# start of DATA FOR THIS TASK
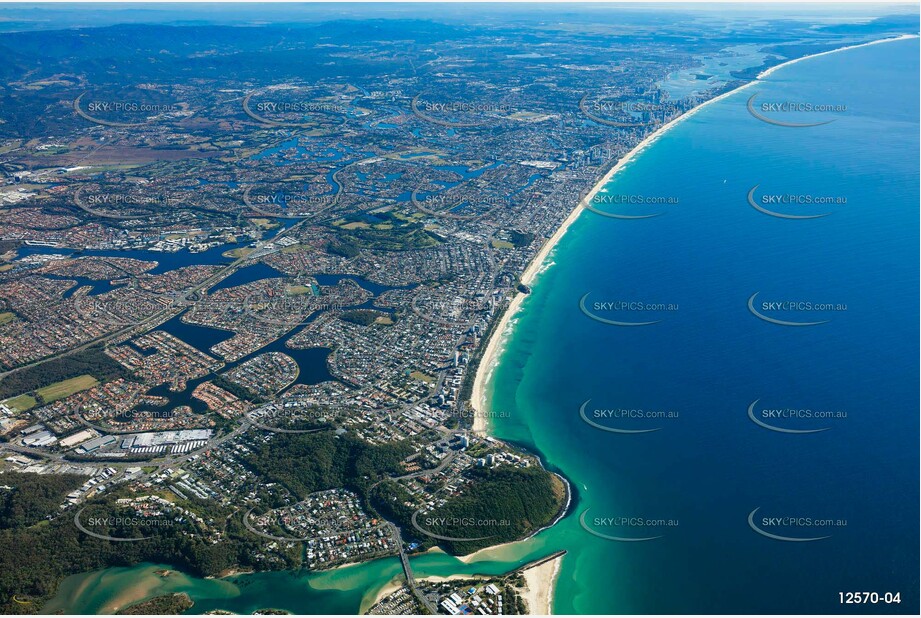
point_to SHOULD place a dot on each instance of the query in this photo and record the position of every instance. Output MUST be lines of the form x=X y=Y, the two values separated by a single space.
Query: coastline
x=543 y=584
x=490 y=355
x=539 y=582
# end of DATA FOR THIS TASK
EXERCISE -> Copy out every line of the records above, scaling each x and y coordinate by 0.55 and rounding to the nearest whole number, with halves rounded up. Leave the pictures out.

TASK RESPONSE ->
point_to SHOULD place a dot on each instance of the query in this photo and record the position of every instance. Output MUST be lines of the form x=X y=Y, the two values separated by a single space.
Query: coastline
x=299 y=321
x=270 y=195
x=296 y=320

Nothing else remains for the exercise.